Exercise aim:
Spot each line in the data below containing "rooftop" and copy it.

Material for this task:
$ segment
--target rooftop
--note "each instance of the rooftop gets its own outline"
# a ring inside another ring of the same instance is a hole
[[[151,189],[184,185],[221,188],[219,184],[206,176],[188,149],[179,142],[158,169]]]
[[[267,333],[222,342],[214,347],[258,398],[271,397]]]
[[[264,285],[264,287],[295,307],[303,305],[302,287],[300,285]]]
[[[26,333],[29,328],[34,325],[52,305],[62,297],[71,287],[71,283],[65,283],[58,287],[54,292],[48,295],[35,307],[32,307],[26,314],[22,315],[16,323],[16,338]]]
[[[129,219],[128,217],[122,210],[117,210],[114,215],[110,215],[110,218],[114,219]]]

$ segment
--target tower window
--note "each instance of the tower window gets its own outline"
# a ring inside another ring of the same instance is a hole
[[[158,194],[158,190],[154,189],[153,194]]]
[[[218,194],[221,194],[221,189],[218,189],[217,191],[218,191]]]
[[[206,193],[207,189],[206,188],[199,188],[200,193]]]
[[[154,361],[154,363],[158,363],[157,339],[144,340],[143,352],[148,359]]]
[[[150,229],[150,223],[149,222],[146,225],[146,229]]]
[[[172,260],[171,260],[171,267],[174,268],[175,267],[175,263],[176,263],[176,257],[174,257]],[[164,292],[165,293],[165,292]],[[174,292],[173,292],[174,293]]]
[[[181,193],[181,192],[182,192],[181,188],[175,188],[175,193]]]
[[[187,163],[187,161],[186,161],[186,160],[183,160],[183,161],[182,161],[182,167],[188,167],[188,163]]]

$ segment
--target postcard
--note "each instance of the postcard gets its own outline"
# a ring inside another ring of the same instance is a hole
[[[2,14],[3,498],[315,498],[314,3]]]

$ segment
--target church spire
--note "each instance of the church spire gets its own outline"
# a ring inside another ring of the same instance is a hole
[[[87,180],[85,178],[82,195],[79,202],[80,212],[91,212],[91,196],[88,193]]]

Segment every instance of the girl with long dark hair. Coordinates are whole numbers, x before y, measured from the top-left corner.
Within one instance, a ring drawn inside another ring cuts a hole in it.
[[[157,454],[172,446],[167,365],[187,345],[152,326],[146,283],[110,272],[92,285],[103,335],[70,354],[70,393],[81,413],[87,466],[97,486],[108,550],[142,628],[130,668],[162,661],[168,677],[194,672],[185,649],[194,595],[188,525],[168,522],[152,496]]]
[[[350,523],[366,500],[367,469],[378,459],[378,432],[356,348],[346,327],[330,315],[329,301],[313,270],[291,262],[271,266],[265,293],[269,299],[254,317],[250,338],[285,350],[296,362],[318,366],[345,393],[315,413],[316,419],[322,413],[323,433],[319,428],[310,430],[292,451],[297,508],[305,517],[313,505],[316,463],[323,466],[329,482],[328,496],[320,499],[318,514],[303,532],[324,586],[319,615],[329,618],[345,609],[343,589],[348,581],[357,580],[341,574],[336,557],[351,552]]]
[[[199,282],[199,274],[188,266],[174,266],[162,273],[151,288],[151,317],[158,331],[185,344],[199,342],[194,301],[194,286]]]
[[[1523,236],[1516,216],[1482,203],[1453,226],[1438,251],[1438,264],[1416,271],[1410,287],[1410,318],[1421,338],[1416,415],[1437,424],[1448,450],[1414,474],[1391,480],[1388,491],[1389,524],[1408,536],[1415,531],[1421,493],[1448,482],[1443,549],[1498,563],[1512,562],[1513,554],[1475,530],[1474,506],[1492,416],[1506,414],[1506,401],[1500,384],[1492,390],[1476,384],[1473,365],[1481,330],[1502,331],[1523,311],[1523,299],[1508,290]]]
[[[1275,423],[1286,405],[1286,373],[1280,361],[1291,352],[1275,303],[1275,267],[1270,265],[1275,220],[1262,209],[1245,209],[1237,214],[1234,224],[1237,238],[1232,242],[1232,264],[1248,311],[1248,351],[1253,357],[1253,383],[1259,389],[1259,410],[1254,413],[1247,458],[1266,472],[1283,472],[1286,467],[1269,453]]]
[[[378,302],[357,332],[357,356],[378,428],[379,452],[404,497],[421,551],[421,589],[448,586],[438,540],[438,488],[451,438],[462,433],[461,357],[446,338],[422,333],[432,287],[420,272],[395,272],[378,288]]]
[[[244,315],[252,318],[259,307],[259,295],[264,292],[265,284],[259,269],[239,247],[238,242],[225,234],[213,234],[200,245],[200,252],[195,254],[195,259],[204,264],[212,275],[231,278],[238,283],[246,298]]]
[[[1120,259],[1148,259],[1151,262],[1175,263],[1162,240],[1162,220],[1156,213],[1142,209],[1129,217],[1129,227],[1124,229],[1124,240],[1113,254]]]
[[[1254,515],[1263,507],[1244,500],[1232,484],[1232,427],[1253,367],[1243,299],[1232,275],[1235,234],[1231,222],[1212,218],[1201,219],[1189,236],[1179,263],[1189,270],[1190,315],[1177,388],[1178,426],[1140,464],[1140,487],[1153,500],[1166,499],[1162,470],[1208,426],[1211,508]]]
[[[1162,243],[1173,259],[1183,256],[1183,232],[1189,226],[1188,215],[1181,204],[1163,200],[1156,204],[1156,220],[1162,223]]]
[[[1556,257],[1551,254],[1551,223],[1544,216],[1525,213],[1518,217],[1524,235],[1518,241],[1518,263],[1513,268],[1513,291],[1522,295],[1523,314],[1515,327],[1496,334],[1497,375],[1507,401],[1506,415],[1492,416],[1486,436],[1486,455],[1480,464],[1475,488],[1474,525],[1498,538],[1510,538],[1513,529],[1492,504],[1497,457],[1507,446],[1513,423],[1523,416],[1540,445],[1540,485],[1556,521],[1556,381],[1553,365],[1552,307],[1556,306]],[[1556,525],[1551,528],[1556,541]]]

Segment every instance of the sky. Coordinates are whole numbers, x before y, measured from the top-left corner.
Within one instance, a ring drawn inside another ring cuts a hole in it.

Task response:
--target rooftop
--note "each instance of the rooftop gets its own outline"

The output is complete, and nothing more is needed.